#### TEXT PASSAGE

5.7      CORPORATE RECORDS - The minute books of UsCo and Newco Canada are
         complete and accurate, and contain copies of all by-laws and
         resolutions passed by its stockholders and directors since the date of
         its incorporation; all of which by-laws and resolutions have been duly
         passed.

         The share certificate books, registers of stockholders, registers of
         transfers and registers of directors are complete and accurate.

5.8      APPROVALS AND COMPLIANCE - No consent, notification or approval of any
         regulatory authority or agency having any jurisdiction over Microcell
         or over the property rights and assets of Microcell or of any party to
         any agreement which Microcell is a party or by which any of its
         property, rights or assets are bound or affected, is required to be
         obtained in connection with the execution of this Agreement and all
         ancillary documents hereto or in connection with the performance of
         Microcell's obligations thereunder; the execution of this Agreement and
         all ancillary documents hereto and the performance of the obligations
         hereunder or thereunder by Microcell is not and will not be in
         contravention or in conflict with the constating documents, by-laws or
         the resolutions of its directors or shareholders nor with the
         provisions of any indenture, mortgage, lease, agreement, statute,
         regulation, judgment, decree or order to which Microcell or UsCo is a
         party or by which it or any of its property, rights or assets are bound
         or affected.

#### Dataset excerpts on object pointing
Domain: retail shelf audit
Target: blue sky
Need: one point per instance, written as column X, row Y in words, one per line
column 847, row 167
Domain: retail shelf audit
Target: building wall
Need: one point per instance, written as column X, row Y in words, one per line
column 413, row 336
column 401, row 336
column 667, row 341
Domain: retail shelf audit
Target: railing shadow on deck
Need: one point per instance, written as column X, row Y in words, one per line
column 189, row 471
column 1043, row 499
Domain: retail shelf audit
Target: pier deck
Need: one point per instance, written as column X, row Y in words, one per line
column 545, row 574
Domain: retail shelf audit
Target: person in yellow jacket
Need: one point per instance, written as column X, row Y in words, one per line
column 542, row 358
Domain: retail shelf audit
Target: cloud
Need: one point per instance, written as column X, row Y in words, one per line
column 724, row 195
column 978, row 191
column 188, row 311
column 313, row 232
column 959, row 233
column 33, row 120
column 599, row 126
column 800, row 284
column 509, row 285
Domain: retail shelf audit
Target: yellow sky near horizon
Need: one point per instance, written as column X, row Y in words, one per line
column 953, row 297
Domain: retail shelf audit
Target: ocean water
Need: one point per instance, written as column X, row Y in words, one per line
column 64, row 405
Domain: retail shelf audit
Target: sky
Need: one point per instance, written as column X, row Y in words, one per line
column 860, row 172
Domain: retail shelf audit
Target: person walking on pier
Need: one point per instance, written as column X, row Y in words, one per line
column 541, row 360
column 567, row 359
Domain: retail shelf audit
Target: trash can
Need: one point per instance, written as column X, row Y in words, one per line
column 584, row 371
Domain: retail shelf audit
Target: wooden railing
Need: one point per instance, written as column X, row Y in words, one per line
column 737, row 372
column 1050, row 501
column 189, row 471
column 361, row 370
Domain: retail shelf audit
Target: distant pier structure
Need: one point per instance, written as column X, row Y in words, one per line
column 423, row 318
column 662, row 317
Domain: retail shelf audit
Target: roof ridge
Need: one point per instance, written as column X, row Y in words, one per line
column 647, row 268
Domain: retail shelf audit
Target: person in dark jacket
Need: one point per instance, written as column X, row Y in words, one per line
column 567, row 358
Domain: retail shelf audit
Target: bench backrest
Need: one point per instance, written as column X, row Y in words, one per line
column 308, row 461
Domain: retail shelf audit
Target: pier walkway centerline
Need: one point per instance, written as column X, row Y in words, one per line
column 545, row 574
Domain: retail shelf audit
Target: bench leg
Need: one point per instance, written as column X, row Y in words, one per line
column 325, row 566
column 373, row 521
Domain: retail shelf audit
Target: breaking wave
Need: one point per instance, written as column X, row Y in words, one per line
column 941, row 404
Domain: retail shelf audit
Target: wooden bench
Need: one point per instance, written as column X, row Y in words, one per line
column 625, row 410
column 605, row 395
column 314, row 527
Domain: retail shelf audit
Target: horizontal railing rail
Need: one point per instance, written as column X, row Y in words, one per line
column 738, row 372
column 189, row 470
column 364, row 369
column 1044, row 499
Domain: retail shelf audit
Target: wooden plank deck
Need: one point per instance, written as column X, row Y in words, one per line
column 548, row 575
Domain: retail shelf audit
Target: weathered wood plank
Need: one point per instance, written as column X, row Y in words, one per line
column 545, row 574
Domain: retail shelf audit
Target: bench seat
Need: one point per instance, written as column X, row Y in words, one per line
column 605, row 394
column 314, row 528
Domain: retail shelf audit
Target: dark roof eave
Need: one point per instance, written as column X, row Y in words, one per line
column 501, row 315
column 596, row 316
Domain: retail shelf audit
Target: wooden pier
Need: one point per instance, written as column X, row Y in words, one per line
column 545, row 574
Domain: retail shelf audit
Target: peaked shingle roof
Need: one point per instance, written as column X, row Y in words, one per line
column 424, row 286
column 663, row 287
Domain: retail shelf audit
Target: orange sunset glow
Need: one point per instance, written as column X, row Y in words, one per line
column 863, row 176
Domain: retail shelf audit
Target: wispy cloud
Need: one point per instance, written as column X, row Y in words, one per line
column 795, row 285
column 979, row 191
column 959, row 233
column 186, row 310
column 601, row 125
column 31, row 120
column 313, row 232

#### PROBLEMS TO SOLVE
(a) In the corporate agreement text, which company's minute books does the text describe as complete and accurate?
(b) Write the next part of the corporate agreement text, picking up after its final sentence.

#### TASK RESULTS
(a) The minute books of UsCo and Newco Canada.

(b)
5.9      ABSENCE OF CONFLICTING AGREEMENTS ETC. - Save and except as may result
         from the identity of the Purchaser or its attributes or actions, the
         execution and performance of this Agreement as well as of all the
         documents relating thereto shall not (i) place Microcell in a situation
         of default under any agreement, contract or obligation of any kind,
         (ii) result in the creation of, or require the creation of any Lien
         upon the Purchased Shares, (iii) result in the termination,
         cancellation, modification, amendment, or renegotiations of any
         contract, agreement, indenture, instrument or commitment to which the
         Purchased Shares are subject, or (iv) to the knowledge of Microcell,
         give to any Person the right to terminate, cancel, modify, amend, vary
         or renegotiate any contract, agreement, indenture, instrument or
         commitment to which UsCo or Newco Canada is a party.

5.10     RESIDENCE OF MICROCELL - Microcell is a resident of Canada within the
         meaning of the Income Tax Act (Canada).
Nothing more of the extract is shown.